Exercise tasks
a - According to the forum thread, how long has the tortoise Squirtle been missing?
b - Locate every line of the records that contains the word "green" and copy each of those lines.

-------- Extract provided

# LOST SULCATA PLEASE HELP



## Squirtle's Sister (Sep 8, 2009)

My family's tortoise, Squirtle, was stolen/escaped from his backyard enclosure. We live out by Bullard and McCall in Clovis. He is an African Sulcata tortoise, approximately 8-12 inches long and 20-30 pounds. He has been missing for three weeks now. 


We posted signs and have been touring the neighbors' yards and calling shelters. Please respond if you have seen him. Thank you so much for your help. Keep an eye out for our guy, Squirtle!


----------



## chadk (Sep 8, 2009)

Yikes, he's in bad shape. That pyramiding looks pretty nasty. Should be easy to identify at least. Good luck finding him!


----------



## Yvonne G (Sep 9, 2009)

Hi Ellen:

I'm very glad to see you here on the forum. If someone returns Squirtle to your family, there are some adjustments needed in his environment and care to make sure he grows to be a healthy tortoise. He is severely pyramided, and this can effect his life. I don't live too far from you (Shaw and McCall) and would be very happy to have you come over and see how my tortoises are set up. 

You've joined the forum because of a sad situation, but we're happy you've found us and we hope you stay with us and get to know us and become a valued forum family member!

----------------
-------- Supplied material

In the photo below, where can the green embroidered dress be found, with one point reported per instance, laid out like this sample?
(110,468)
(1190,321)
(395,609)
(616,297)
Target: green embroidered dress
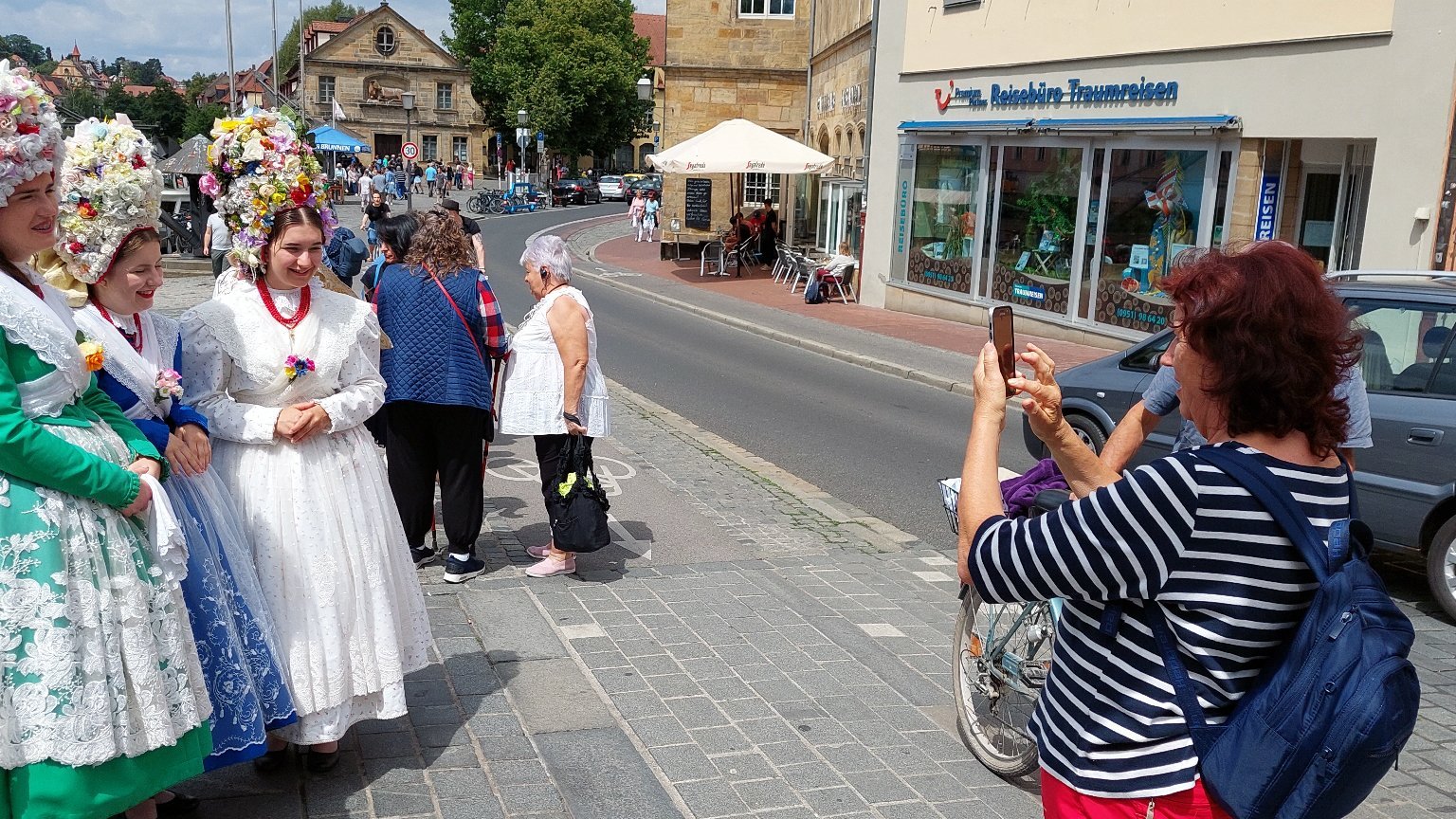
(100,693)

----------------
-------- Supplied material

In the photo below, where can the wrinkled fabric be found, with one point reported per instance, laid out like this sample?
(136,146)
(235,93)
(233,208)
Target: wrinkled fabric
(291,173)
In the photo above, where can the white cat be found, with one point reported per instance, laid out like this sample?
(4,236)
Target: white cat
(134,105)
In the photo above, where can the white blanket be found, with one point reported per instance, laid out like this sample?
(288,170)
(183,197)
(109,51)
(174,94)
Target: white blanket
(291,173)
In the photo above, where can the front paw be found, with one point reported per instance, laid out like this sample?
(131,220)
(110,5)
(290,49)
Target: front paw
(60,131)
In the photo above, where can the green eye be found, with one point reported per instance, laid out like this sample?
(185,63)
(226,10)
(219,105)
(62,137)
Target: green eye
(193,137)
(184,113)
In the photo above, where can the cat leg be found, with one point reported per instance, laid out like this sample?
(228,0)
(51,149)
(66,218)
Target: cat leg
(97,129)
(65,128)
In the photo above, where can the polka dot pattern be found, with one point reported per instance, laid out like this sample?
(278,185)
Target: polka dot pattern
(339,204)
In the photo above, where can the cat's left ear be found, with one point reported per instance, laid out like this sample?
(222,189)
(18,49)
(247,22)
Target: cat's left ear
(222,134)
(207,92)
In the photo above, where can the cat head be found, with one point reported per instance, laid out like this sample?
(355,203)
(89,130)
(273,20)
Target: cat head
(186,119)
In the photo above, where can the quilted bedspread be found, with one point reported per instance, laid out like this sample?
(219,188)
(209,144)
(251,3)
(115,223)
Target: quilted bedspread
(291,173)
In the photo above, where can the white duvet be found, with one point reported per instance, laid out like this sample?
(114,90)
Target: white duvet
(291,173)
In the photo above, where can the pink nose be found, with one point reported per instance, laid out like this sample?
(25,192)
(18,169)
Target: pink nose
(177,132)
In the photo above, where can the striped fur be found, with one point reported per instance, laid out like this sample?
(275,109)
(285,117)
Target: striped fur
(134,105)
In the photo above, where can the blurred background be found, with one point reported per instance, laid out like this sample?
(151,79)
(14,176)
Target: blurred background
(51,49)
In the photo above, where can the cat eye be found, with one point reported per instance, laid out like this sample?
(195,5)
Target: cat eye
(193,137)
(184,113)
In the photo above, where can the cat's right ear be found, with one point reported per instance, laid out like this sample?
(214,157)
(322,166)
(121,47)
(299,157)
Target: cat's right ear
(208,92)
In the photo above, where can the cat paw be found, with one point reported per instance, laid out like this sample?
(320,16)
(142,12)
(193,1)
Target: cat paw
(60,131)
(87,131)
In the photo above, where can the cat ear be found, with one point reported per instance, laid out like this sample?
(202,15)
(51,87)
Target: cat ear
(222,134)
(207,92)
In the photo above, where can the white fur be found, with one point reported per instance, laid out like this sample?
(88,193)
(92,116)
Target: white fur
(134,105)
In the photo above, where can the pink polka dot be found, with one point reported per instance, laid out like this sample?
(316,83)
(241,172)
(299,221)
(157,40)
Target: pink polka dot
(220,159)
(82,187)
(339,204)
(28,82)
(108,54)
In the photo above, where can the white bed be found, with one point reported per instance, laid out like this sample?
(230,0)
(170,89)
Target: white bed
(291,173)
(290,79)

----------------

Responses in order
a - Three weeks.

b -
In the photo below, where can the green embroidered dress be found, with one point reported per instance, laid out like this sample?
Target: green embroidered dress
In the photo above, where can the green eye be found, with one point reported per instance, laid out like this sample?
Target: green eye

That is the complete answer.